#### EJERCICIOS
a) Transcribe íntegro el texto sobre la dictadura en Túnez, sin cambiar nada.
b) Extrae de los registros todas las líneas en las que aparezca la palabra "tree".

#### FRAGMENTO DEL TEXTO
——

Durante décadas los gobiernos occidentales apoyaron la ignominia y los medios la silenciaron, pero ahora también sabemos que en Túnez, como en el resto de la región y en la mayor parte del mundo, las condiciones estaban dadas: una población juvenil excedentaria, desocupada, reprimida y humillada; una economía mafiosa que había monopolizado las riquezas del país en beneficio de una familia y unas pocas empresas multinacionales; un aparato policial tentacular que decidía sobre la vida y la muerte de los ciudadanos; una corrupción que implicaba a todos los sectores y succionaba y mancillaba cada cuerpo; una dictadura feroz, en fin, que durante 23 años -en realidad 55- había sofocado todos los alientos, cercenado todos los impulsos, silenciado todas las voces, torturado a los disidentes, robado a los pobres, aterrorizado a los vivos. Todo eso convirtió a Túnez, paradójicamente, en el país más estable y competitivo de Africa, según el FMI; en el más seguro para el turismo, según la OMT; en el más preciado aliado de los intereses económicos franceses, italianos y españoles, según la UE. Y si la represión y la pobreza empujaban a un número creciente de jóvenes a abandonar el país, bastaba con aumentar a su vez la represión -y los naufragios- a solicitud de la Unión Europea, siempre preocupada por “mantener la estabilidad” en aplicación del principio de Marwan Muasher, especialista de la Fundación Carnegie y ex-funcionario jordano: todo está bajo control si controlamos a los dictadores. O como lo traduce Chomsky: todo está bajo control mientras la población permanezca tranquila y resignada.

——

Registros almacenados
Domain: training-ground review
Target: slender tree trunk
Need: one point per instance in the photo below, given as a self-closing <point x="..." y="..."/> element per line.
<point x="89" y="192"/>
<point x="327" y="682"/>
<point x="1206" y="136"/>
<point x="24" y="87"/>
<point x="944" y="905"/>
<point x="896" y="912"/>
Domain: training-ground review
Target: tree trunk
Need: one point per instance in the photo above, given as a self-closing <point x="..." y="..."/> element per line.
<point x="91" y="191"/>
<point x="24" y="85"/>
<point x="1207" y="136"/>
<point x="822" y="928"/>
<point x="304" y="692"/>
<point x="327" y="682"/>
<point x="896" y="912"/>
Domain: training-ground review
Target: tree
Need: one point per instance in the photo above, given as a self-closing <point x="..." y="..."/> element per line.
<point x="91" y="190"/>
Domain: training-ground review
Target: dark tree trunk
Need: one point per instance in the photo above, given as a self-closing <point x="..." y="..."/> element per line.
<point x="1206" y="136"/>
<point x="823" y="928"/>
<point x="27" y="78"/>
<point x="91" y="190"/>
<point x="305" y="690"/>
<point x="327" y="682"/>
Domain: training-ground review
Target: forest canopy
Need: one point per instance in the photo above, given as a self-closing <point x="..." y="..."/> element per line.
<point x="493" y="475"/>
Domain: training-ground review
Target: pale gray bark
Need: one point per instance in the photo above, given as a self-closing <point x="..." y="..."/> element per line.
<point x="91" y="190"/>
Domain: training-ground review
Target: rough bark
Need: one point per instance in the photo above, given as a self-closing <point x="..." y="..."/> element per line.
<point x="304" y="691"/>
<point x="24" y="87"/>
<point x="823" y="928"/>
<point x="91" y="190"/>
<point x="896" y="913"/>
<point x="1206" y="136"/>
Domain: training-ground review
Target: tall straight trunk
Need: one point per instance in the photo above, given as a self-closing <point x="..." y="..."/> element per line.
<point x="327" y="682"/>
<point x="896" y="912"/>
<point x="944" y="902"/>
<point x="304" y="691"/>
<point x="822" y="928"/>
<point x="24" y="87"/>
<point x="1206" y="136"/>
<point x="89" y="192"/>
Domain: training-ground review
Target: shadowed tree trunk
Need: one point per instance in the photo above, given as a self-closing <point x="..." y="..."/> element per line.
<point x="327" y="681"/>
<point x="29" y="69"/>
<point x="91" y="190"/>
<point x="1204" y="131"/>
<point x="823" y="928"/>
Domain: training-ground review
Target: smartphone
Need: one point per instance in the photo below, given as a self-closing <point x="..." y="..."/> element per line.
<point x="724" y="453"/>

——

#### SOLUCIONES
a)
Durante décadas los gobiernos occidentales apoyaron la ignominia y los medios la silenciaron, pero ahora también sabemos que en Túnez, como en el resto de la región y en la mayor parte del mundo, las condiciones estaban dadas: una población juvenil excedentaria, desocupada, reprimida y humillada; una economía mafiosa que había monopolizado las riquezas del país en beneficio de una familia y unas pocas empresas multinacionales; un aparato policial tentacular que decidía sobre la vida y la muerte de los ciudadanos; una corrupción que implicaba a todos los sectores y succionaba y mancillaba cada cuerpo; una dictadura feroz, en fin, que durante 23 años -en realidad 55- había sofocado todos los alientos, cercenado todos los impulsos, silenciado todas las voces, torturado a los disidentes, robado a los pobres, aterrorizado a los vivos. Todo eso convirtió a Túnez, paradójicamente, en el país más estable y competitivo de Africa, según el FMI; en el más seguro para el turismo, según la OMT; en el más preciado aliado de los intereses económicos franceses, italianos y españoles, según la UE. Y si la represión y la pobreza empujaban a un número creciente de jóvenes a abandonar el país, bastaba con aumentar a su vez la represión -y los naufragios- a solicitud de la Unión Europea, siempre preocupada por “mantener la estabilidad” en aplicación del principio de Marwan Muasher, especialista de la Fundación Carnegie y ex-funcionario jordano: todo está bajo control si controlamos a los dictadores. O como lo traduce Chomsky: todo está bajo control mientras la población permanezca tranquila y resignada.

b)
Target: slender tree trunk
Target: tree trunk
Target: tree
Target: dark tree trunk
Target: shadowed tree trunk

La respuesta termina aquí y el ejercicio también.